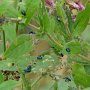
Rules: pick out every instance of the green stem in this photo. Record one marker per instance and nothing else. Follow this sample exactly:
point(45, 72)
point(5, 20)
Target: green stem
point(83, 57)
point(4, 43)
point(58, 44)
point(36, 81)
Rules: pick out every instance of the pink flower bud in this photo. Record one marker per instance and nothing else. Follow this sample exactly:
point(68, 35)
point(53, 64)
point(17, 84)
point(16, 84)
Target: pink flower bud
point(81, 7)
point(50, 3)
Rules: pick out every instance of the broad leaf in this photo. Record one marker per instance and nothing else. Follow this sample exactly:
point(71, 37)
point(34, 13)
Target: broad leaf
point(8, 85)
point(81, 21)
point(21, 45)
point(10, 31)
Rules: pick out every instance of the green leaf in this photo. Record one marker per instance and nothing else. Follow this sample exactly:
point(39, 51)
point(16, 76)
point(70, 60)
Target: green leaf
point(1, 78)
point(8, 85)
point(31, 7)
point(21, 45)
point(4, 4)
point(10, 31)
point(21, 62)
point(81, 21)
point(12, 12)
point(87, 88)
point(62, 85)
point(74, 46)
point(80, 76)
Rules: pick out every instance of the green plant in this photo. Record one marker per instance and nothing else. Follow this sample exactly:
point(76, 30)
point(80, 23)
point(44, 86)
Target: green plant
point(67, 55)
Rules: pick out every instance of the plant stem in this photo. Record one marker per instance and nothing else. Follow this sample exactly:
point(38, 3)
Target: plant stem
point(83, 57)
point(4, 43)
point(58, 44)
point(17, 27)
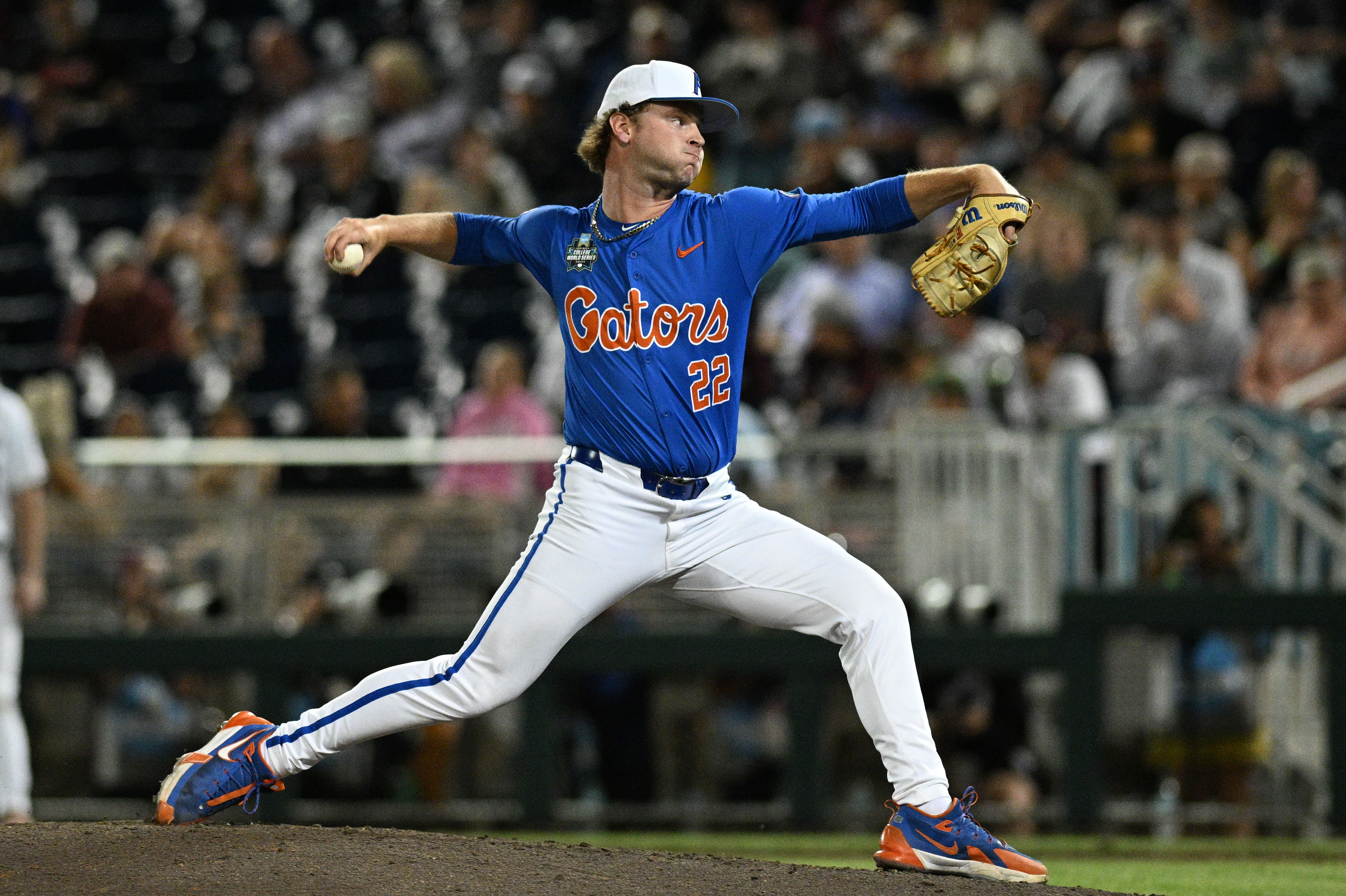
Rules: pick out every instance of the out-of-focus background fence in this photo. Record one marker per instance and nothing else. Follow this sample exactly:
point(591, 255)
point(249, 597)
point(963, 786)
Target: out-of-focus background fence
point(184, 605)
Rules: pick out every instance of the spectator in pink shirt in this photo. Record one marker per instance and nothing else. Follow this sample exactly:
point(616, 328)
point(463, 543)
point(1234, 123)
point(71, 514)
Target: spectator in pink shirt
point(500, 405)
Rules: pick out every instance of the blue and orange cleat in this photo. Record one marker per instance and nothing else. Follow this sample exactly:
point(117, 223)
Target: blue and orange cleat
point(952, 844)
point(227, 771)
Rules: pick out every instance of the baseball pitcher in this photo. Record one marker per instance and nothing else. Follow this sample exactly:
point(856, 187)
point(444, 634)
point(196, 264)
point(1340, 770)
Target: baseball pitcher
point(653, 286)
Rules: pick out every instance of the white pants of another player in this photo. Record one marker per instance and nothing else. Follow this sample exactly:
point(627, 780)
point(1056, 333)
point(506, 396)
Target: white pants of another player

▸ **Work instructions**
Find the word "white" in the entries, then copy out every line that has it.

▸ **Solution to this problem**
Rules: pick out every instance of the white pants of another player in this photo. Record one marker per instance and nothing else. Follow this sample exactly:
Target: white pants of another player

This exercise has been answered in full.